_STATED GOAL:_ Please copy the entries below, replacing "Find every" with "Locate every" in each one and leaving the rest of the text unchanged.

_DATA FOR THIS TASK:_
____________________
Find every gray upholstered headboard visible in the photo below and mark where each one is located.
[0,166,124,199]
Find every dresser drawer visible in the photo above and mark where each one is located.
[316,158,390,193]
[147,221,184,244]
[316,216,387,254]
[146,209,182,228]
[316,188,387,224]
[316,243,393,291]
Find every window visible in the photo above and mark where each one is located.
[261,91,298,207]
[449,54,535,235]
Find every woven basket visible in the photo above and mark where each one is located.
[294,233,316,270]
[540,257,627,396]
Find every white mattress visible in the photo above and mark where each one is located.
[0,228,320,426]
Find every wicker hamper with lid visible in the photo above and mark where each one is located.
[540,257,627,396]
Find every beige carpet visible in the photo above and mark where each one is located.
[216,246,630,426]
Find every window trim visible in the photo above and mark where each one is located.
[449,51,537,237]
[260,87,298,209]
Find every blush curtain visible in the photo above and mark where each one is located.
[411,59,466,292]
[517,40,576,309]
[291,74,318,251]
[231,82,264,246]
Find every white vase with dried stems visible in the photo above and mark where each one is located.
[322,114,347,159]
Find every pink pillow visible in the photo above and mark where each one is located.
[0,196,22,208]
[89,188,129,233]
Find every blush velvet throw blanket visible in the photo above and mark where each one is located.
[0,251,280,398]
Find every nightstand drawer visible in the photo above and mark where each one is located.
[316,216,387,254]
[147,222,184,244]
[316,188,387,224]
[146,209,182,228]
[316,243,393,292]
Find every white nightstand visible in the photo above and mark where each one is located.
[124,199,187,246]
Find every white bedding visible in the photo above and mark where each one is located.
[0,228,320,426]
____________________
_COMPLETED TASK:_
Locate every gray upholstered headboard visible in the photo below and mark where each one is located.
[0,166,124,199]
Locate every dresser drawer visible in the photo above and mark where each one is located.
[316,158,390,193]
[147,221,184,244]
[316,216,387,254]
[146,209,182,228]
[316,188,387,224]
[316,243,393,291]
Locate every window visible in the photo above and mark where each one is located.
[261,91,298,207]
[449,54,535,235]
Locate every woven basket visible in the photo above and mark where each one is located.
[294,233,316,270]
[540,257,627,396]
Locate every white mattress visible in the photo above and mark where each one is located.
[0,228,320,426]
Locate every wicker hamper with lid visible in the photo above and mark where each one is located.
[540,257,627,396]
Locate every beige carpet visible in the photo above and mark where each one is located.
[216,246,630,426]
Locate every window trim visible in the photo above and mark where each one is located.
[449,51,537,237]
[260,87,298,209]
Locate every blush curtain visible in the photo above and mark where each one is located.
[411,59,466,292]
[517,40,576,309]
[291,74,318,251]
[231,82,264,246]
Locate every white vase with dried stems visible in the photo above and mark where each one is located.
[322,114,347,159]
Locate every pink pillow visible in the photo above and mark where each one is located.
[0,196,22,208]
[89,188,129,233]
Locate every blush velvet throw blanket visible in the photo above and mark where each one is located.
[0,251,280,398]
Locate every nightstand drawer visible in the photo above and mark where each one is located.
[316,216,387,254]
[147,222,184,244]
[316,188,387,224]
[146,209,182,228]
[316,243,393,292]
Locate every white nightstand visible in the photo above and mark where each one is located.
[124,199,187,246]
Locate every white bedding visible in the photo above and mark where each one is located.
[0,228,320,426]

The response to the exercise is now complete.